Can you copy the records below, starting at the line containing "Objective — one point per instance of the white" and ending at the line containing "[[11, 43], [15, 96], [280, 34]]" (both included), keeping the requests unchanged but multiplying every coordinate in the answers by 1.1 and rounding to whole numbers, halves up? Return only those lines.

--- Begin Material provided ---

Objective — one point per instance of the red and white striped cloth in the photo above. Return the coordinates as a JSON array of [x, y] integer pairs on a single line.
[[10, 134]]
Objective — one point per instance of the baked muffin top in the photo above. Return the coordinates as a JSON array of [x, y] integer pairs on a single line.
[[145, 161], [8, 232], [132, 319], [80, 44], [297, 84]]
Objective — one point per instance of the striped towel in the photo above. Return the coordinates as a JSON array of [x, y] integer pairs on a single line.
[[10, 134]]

--- End Material provided ---
--- Begin Material provided ---

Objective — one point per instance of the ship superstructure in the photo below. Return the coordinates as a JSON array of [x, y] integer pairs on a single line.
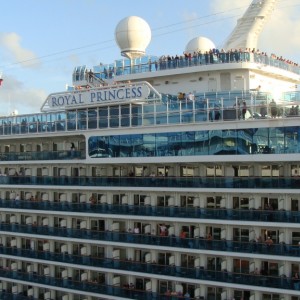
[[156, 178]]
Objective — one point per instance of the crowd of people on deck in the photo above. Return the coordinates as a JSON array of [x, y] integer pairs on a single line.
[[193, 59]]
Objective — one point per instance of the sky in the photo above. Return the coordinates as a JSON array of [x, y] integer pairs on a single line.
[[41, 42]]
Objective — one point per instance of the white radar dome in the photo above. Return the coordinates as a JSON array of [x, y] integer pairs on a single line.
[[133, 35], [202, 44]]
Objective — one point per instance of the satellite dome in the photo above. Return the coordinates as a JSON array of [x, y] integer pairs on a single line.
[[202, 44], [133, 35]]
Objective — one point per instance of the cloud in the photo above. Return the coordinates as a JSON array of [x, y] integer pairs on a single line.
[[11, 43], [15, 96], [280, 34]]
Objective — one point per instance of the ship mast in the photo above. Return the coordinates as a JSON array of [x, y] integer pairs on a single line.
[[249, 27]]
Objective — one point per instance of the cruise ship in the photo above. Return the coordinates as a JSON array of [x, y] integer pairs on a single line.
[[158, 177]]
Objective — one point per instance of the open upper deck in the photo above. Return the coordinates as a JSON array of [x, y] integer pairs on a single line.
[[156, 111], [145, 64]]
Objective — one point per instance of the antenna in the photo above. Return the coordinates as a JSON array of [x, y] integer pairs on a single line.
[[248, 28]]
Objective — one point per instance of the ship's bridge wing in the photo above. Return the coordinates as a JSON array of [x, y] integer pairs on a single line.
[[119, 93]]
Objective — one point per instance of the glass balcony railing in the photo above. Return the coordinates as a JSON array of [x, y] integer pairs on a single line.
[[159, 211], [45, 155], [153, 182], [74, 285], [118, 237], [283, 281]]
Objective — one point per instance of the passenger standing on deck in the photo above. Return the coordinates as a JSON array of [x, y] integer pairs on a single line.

--- End Material provided ---

— Exercise solution —
Objective — one point per instance of the white radar dome in the photo above. Return the coordinates as a JSON array of [x, y] integer pairs on a single line.
[[146, 39], [222, 48]]
Objective — one point per instance of the satellite dome in the photo above. Return the coordinates as a JSON array of [x, y] integer pairs on a single line.
[[222, 48], [146, 39]]
Objective — one point per instance of the cloud in the photo above. Return the coordinates as a JSON array of [x, y] integer pairs on a single line.
[[12, 47], [17, 106], [308, 37]]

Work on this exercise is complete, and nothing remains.